■ **Texte source**
Ingranaggi Della Valle - Warm Spaced Blue

Sorti le: 01/05/2017

Par CHFAB

Label: Black Widow Records

Site: https://www.facebook.com/ingranaggidellavalle/

Petit rattrapage, grande claque…

Ingranaggi Della Valle avait déjà fait parler de lui avec sa première parution en 2013. On y découvrait une musique ambitieuse, entre emphase symphonique et jazz rock, servie par des musiciens excellents, la présence d’un violon, le meilleur des sonorités seventies (ceci vaut pour les claviers, ainsi que le visuel de la couverture !), enfin un chanteur à la voix puissante et un lyrisme appuyé. Ce dernier atout avait, soit emporté (pour la majorité), soit divisé. Nous étions plutôt de ces derniers, à considérer que la musique se doit de parler d’elle-même, sans que forcément la voix appuie le sens des paroles, ou tout simplement fasse montre d’une certaine prétention autocomplaisante… Mais c’est une affaire de sensibilité aussi, me direz-vous… Et puis il y a les paradoxes… Genesis, Van Der Graaf… et comment résister ? Bref, quoi qu’il en soit, ce groupe avait autant conquis qu’il suscitait d’espoir.

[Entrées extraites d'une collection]

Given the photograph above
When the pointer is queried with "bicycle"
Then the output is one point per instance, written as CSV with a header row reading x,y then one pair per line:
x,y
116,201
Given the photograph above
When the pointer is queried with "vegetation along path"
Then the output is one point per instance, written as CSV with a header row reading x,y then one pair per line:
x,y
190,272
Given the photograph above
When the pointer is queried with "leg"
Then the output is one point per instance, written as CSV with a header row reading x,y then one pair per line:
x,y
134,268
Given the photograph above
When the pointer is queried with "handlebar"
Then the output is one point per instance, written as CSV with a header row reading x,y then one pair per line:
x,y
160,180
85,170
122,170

■ **Mise en pratique**
[1] Traduisez en anglais cette phrase de la chronique sur Ingranaggi Della Valle : « Ingranaggi Della Valle avait déjà fait parler de lui avec sa première parution en 2013. »
[2] Poursuivez la chronique sur Ingranaggi Della Valle à partir de sa dernière phrase.

■ **Réponses proposées**
[1] Ingranaggi Della Valle had already gotten people talking with its first release in 2013.

[2]
Voilà que paraît en 2016 son deuxième opus. D’entrée, l’image affichée semble annoncer un propos plus trouble, plus sombre peut être, plus organique… Et le contenu musical qui s’ensuit ne dépareillera pas cette impression. Les premières mesures d’ouverture nous jettent dans un abyme de vertige et d’angoisse instrumentale (The Call For Cthulhu, tout est dit !), pour ensuite assister à un raz de marée, augmentant inexorablement, gorgé d’émotion, et absolument dévastateur… Le musique offre ici une toute nouvelle couleur, rompant véritablement avec l’album précédent. Rio, new jazz, avant-garde semblent bien donner le ton de ce disque, et avec quel brio ! On pense immédiatement à Univers Zero, Anglagard, Areknamès, Seven Impale ou Miriodor (! ! !). On retrouvera Cthulhu à trois reprise, autour duquel s’articulera tout le disque, qui d’ailleurs conclut sur ce même sujet. La suite s’avère absolument brillante, proposant aussi des ambiances moins torturées, et d’une beauté renversante. L’omniprésence vocale du passé a très largement fait place à l’expression instrumentale, pour notre plus grande satisfaction, et lorsque le chant intervient, en anglais, c’est de façon bien plus canalisée et écrite, pour tout dire.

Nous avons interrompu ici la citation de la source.